● EXERCISE PROMPT: If a line in the data below holds the word "rough", copy it.

● DATA:

=== Begin Enclosure ===

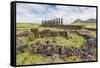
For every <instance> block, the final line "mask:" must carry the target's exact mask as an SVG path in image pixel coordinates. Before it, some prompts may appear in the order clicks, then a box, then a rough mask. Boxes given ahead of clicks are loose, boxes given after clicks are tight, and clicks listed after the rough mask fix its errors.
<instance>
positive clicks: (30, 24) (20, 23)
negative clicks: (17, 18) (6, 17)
mask: <svg viewBox="0 0 100 68" xmlns="http://www.w3.org/2000/svg"><path fill="white" fill-rule="evenodd" d="M38 26H39V24H34V23H16V27H17V28H33V27H34V28H36V27H38Z"/></svg>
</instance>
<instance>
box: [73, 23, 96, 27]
mask: <svg viewBox="0 0 100 68" xmlns="http://www.w3.org/2000/svg"><path fill="white" fill-rule="evenodd" d="M72 25H83V26H96V23H82V22H81V23H72Z"/></svg>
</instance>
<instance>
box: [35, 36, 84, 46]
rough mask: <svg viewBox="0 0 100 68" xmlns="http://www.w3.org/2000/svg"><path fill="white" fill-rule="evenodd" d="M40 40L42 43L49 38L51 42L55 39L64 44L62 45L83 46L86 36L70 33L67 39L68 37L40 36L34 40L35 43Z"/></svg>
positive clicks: (60, 42) (61, 44) (65, 45)
mask: <svg viewBox="0 0 100 68" xmlns="http://www.w3.org/2000/svg"><path fill="white" fill-rule="evenodd" d="M37 40H40V41H41V42H42V43H45V41H47V40H49V41H50V42H51V43H53V42H52V41H53V40H55V41H56V43H55V44H58V45H62V46H78V47H79V46H81V45H82V44H83V42H84V38H83V37H81V36H78V35H70V36H68V39H66V37H62V36H59V37H49V38H48V37H45V38H38V39H36V40H35V41H34V43H35V42H36V41H37Z"/></svg>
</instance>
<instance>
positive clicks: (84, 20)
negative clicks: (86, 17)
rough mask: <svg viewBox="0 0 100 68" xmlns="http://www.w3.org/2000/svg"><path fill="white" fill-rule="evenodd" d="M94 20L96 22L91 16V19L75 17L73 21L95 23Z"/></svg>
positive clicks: (88, 22) (74, 22)
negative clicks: (76, 19) (75, 17)
mask: <svg viewBox="0 0 100 68" xmlns="http://www.w3.org/2000/svg"><path fill="white" fill-rule="evenodd" d="M95 22H96V19H94V18H91V19H87V20H80V19H77V20H75V21H74V22H73V23H95Z"/></svg>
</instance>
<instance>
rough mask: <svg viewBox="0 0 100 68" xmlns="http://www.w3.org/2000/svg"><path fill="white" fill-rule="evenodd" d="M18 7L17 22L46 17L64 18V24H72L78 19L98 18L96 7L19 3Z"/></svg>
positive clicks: (30, 20) (43, 19)
mask: <svg viewBox="0 0 100 68" xmlns="http://www.w3.org/2000/svg"><path fill="white" fill-rule="evenodd" d="M16 8H17V9H16V13H17V17H16V18H17V22H32V23H41V21H42V20H45V19H46V20H49V19H54V18H63V21H64V24H70V23H72V22H73V21H74V20H76V19H82V20H87V19H89V18H96V8H95V7H79V6H62V5H44V4H27V3H17V6H16Z"/></svg>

=== End Enclosure ===

● SOLUTION:
For every <instance> block, the final line "mask:" must carry the target's exact mask as an SVG path in image pixel coordinates. Before it, some prompts may appear in the order clicks, then a box, then a rough mask. Boxes given ahead of clicks are loose, boxes given after clicks are tight, and clicks listed after the rough mask fix its errors.
rough mask: <svg viewBox="0 0 100 68" xmlns="http://www.w3.org/2000/svg"><path fill="white" fill-rule="evenodd" d="M40 40L42 43L49 38L51 42L55 39L64 44L62 45L83 46L86 36L70 33L67 39L68 37L40 36L34 40L35 43Z"/></svg>
rough mask: <svg viewBox="0 0 100 68" xmlns="http://www.w3.org/2000/svg"><path fill="white" fill-rule="evenodd" d="M94 20L96 22L91 16V19L75 17L73 21L95 23Z"/></svg>
rough mask: <svg viewBox="0 0 100 68" xmlns="http://www.w3.org/2000/svg"><path fill="white" fill-rule="evenodd" d="M18 7L17 22L46 17L64 18V24H72L78 19L98 18L96 7L19 3Z"/></svg>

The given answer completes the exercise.